Given task 1.
Before the e-book pricing text and records below, list every price for a single kitten that the text mentions.

Document extract.
━━━━━━━━━━

Well, I didn’t want to commit felineocide, especially with kittens, so I came up with a plan. I dressed my daughters—age 6 and 8—up in nice clothes, then had them go down to the supermarket and try to give away the kittens. Now, my daughters were cute, so having them give away the kittens was the equivalent of trying to put a nice cover on a crummy book.
Well, my daughters went out, determined to give away the kittens, but after four hours they came home in tears. No one wanted our ugly cats. You just couldn’t con them into it. You couldn’t beg, whine, or wheedle.

So I wondered, maybe I could get rid of the cats if I suggested that they had a real value? I decided to sell the darned things. At the time, we were thinking of buying a beautiful little kitten for $200. I decided to sell the ugly kittens at a bargain price. On the cutest of them, I put a price tag of $20. Now, you have to understand, the cutest of them was still hideous. It’s uglier kin cost only $10. My daughters went out and SOLD all six kittens within a twenty minutes. As my wife put it, “People crowded around, fighting to buy those ugly kittens.” Why? Because I had the temerity to suggest that they had value.

Don’t let this lesson be lost on you. Charge for your novels.

Now I’m going to tell you a secret. This tactic won’t work on everyone: I won’t read novels that people are giving away. The author is telling me that “This book is such an eyesore, it’s not worth anything.”
In fact, I’m such a snob that I won’t even look at novels priced at 99 cents. You’ve got to raise your prices to convince me that you’ve got anything interesting.

So what’s your price point? I have a friend who runs a small publishing company. He told me last December that he was making about $7,000 per month off of three thriller novels, which he was selling for $10 each. In January he dropped the price to $3 each, and made $18,000—while selling seven times as many books.

Now, there are a lot of people who do buy 99-cent books and who read free books. I’ve read articles by people who say, “After getting my e-reader, I’ve bought 300 books in the past three months, and I only paid $325 for them.” Well, if you’re buying 100 books per month, you’re not really reading them all, are you?

If I sell you a book at that price, the chances are great that you will have wasted your money and I still won’t get a new reader. So I probably don’t want to go that low on my pricing.

Besides, I’m a multiple award-winning New York Times bestselling author. I think my books are worth more than a dollar. I might be willing to buy books for as little as $2.99, so that might be a better entry price for people like me.

But you can’t argue with success. The 99 cent price point is working for some authors. A lot of readers apparently will buy books at that price. So give it a try." -David Farland "Daily Kick--How to Sell a Million E-Books" July 2, 2011. 

I really enjoyed reading his opinion and it has made wonder, "What is my price point as a writer and as a reader?"  How do I reconcile these two roles?  That leads me to ask, what are your opinions on the prices of e-books?  What are you willing to pay for e-books?  What would you want to sell your books for if you were self-publishing e-books?

━━━━━━━━━━

Data supplied.

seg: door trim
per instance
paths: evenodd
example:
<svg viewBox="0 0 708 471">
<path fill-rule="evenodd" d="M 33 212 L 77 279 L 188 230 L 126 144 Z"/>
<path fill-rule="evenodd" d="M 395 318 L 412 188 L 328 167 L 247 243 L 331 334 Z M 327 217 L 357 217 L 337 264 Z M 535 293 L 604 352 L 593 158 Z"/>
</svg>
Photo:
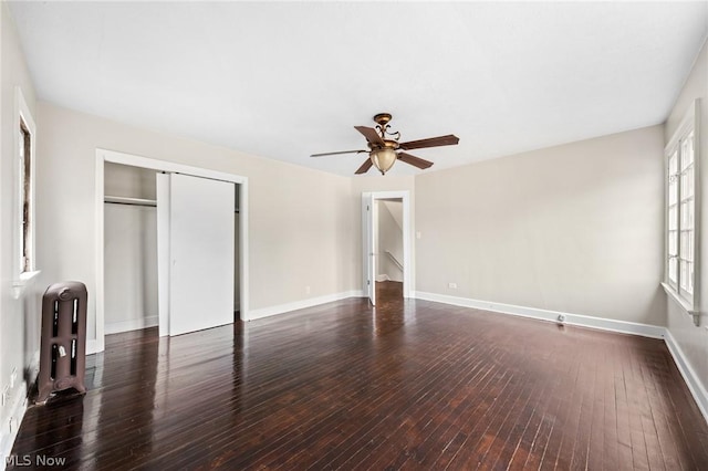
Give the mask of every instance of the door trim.
<svg viewBox="0 0 708 471">
<path fill-rule="evenodd" d="M 191 175 L 195 177 L 210 178 L 214 180 L 239 184 L 239 285 L 240 285 L 240 307 L 241 321 L 249 318 L 249 260 L 248 260 L 248 177 L 229 174 L 218 170 L 209 170 L 200 167 L 192 167 L 176 164 L 167 160 L 159 160 L 142 157 L 133 154 L 117 153 L 96 148 L 96 175 L 95 175 L 95 331 L 94 342 L 86 342 L 86 354 L 103 352 L 105 348 L 105 293 L 104 293 L 104 163 L 123 164 L 133 167 L 149 168 L 157 171 Z M 158 249 L 159 250 L 159 249 Z"/>
<path fill-rule="evenodd" d="M 366 208 L 364 206 L 365 200 L 371 195 L 372 201 L 382 199 L 400 199 L 403 201 L 403 297 L 412 297 L 413 278 L 412 278 L 412 233 L 413 221 L 410 219 L 410 191 L 365 191 L 362 192 L 362 291 L 366 295 L 368 290 L 366 287 L 367 281 L 367 224 L 365 223 Z M 375 280 L 373 281 L 375 283 Z"/>
</svg>

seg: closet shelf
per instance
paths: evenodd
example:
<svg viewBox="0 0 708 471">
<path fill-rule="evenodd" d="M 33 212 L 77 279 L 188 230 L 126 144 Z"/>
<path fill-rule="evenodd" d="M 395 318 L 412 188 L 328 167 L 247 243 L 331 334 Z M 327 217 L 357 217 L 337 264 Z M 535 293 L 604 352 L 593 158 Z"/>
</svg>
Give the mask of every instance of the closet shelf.
<svg viewBox="0 0 708 471">
<path fill-rule="evenodd" d="M 150 207 L 157 206 L 157 200 L 154 200 L 154 199 L 112 197 L 107 195 L 104 197 L 103 201 L 113 203 L 113 205 L 150 206 Z"/>
</svg>

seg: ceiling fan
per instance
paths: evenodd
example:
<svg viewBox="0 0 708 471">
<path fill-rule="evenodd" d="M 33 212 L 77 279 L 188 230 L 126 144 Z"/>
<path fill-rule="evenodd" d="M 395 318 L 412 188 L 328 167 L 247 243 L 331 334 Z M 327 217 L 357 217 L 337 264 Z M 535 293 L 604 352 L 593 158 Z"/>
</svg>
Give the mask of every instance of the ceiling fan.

━━━━━━━━━━

Given task 2.
Lay out the records above, from the line with "seg: ceiling fan" through the end of the records, as a Markdown table with the columns n and Line. Put the row number in n and the line in Line, and leave out blank lines.

Task output 1.
- $200
- $20
- $10

Task output 2.
| n | Line |
|---|---|
| 1 | seg: ceiling fan |
| 2 | per instance |
| 3 | paths: evenodd |
| 4 | example: |
| 5 | <svg viewBox="0 0 708 471"> |
| 6 | <path fill-rule="evenodd" d="M 33 212 L 77 279 L 188 230 L 126 144 Z"/> |
| 7 | <path fill-rule="evenodd" d="M 395 318 L 412 188 L 328 167 L 247 243 L 331 334 Z M 327 217 L 357 217 L 337 264 Z M 535 293 L 604 352 L 593 158 Z"/> |
| 8 | </svg> |
| 9 | Give the mask of every instance of the ceiling fan. |